*Description of the task*: Quote the passage below on highly sensitive people from the words "Overall, the consequences" up to and including the words "sensitive to pain.".

*Document text*:
= Beginning of Section =
Overall, the consequences of being sensitive are absolutely bearable -- especially since our self-awareness makes it very easy to manage ourselves and our emotions. I definitely think the pros outweigh the cons. If only everyone could see it that way!

And actually, everyone is sensitive to some extent. It’s all relative and some are just more sensitive than most. According to Dr. Elaine Aron, if you agree with 14 or more of the 27 statements below, you’re a highly sensitive person (I got 21).

  • I am easily overwhelmed by strong sensory input.

  • I seem to be aware of subtleties in my environment.

  • Other people’s moods affect me.

  • I tend to be very sensitive to pain.

  • I find myself needing to withdraw during busy days,into bed or into a darkened room or any place where I can have some privacy and relief from stimulation.

  • I am particularly sensitive to the effects of caffeine.

  • I am easily overwhelmed by things like bright lights, strong smells,coarse fabrics,or sirens close by.

  • I have a rich,complex inner life.

  • I am made uncomfortable by loud noises.

  • I am deeply moved by the arts or music.

  • My nervous system sometimes feels so frazzled that I just have to go off by myself.

  • I am conscientious.
= End of Section =
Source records
= Beginning of Section =
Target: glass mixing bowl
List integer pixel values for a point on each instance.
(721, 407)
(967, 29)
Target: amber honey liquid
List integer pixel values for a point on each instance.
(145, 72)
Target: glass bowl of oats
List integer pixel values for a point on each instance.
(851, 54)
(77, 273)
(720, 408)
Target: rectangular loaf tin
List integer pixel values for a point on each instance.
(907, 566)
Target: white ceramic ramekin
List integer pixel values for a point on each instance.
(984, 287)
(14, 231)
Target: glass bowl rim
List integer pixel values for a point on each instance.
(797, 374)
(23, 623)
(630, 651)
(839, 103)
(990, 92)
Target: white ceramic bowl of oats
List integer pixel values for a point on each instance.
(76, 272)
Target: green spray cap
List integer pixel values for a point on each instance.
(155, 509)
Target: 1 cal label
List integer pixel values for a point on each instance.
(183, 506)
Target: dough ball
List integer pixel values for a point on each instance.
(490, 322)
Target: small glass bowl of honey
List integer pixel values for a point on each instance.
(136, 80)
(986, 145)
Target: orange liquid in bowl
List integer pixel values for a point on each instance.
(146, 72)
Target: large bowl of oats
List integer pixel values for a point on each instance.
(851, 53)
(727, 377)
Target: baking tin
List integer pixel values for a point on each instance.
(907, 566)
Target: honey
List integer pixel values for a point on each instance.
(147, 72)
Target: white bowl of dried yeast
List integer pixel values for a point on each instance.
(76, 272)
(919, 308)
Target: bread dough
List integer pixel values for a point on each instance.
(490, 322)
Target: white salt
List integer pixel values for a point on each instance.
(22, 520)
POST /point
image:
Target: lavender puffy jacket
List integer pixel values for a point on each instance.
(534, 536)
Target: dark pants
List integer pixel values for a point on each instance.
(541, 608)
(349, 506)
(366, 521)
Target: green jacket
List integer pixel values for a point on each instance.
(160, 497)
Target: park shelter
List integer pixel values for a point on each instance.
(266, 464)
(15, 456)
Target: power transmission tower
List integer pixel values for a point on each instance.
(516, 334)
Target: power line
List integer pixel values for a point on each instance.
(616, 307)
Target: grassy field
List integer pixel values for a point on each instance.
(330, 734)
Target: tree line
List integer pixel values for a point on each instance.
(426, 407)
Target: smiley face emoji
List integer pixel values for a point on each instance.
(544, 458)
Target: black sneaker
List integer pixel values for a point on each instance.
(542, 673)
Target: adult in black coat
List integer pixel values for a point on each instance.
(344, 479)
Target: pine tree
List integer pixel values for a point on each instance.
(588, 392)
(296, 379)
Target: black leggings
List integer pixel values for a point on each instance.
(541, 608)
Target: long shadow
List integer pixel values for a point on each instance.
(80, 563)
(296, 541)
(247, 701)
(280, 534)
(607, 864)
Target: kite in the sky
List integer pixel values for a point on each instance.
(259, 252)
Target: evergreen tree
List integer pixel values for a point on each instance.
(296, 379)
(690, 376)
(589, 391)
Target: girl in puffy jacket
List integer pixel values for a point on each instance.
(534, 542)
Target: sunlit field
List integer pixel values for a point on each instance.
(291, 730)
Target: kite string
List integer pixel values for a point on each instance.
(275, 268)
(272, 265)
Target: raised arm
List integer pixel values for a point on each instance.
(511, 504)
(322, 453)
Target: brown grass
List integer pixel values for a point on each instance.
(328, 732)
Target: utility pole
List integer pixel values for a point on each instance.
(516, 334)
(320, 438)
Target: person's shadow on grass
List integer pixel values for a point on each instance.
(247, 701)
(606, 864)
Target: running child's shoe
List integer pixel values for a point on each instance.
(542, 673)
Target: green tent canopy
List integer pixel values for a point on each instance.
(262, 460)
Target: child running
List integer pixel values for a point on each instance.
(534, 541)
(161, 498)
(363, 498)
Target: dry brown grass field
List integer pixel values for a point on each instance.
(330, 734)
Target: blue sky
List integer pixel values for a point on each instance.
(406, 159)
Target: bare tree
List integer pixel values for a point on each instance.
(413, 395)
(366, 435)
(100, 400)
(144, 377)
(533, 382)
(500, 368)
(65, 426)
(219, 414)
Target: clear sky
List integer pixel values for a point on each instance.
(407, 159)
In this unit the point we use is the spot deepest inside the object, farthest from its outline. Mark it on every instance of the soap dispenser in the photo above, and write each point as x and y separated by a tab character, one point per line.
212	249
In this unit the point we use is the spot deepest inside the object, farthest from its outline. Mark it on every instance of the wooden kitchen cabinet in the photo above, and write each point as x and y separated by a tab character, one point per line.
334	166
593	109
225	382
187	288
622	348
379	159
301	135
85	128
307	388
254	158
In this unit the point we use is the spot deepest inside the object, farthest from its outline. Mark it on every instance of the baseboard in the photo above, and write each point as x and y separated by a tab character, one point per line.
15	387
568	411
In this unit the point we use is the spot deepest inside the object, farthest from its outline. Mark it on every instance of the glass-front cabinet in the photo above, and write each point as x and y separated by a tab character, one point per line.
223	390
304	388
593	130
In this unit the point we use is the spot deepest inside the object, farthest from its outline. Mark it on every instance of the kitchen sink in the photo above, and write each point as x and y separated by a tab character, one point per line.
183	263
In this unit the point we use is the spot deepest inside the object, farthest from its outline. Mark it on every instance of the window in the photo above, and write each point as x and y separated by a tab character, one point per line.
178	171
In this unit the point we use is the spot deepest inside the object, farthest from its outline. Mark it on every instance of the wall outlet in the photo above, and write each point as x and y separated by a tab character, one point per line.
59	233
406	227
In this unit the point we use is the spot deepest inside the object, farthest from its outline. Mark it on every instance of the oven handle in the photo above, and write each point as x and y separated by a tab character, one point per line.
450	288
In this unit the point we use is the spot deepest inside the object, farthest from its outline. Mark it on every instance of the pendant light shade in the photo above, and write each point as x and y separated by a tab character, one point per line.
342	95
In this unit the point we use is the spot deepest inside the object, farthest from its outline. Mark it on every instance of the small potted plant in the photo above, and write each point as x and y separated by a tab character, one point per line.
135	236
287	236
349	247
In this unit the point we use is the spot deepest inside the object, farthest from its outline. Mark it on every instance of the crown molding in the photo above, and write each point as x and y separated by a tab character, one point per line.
= End of Section =
*Answer below*:
Overall, the consequences of being sensitive are absolutely bearable -- especially since our self-awareness makes it very easy to manage ourselves and our emotions. I definitely think the pros outweigh the cons. If only everyone could see it that way!

And actually, everyone is sensitive to some extent. It’s all relative and some are just more sensitive than most. According to Dr. Elaine Aron, if you agree with 14 or more of the 27 statements below, you’re a highly sensitive person (I got 21).

  • I am easily overwhelmed by strong sensory input.

  • I seem to be aware of subtleties in my environment.

  • Other people’s moods affect me.

  • I tend to be very sensitive to pain.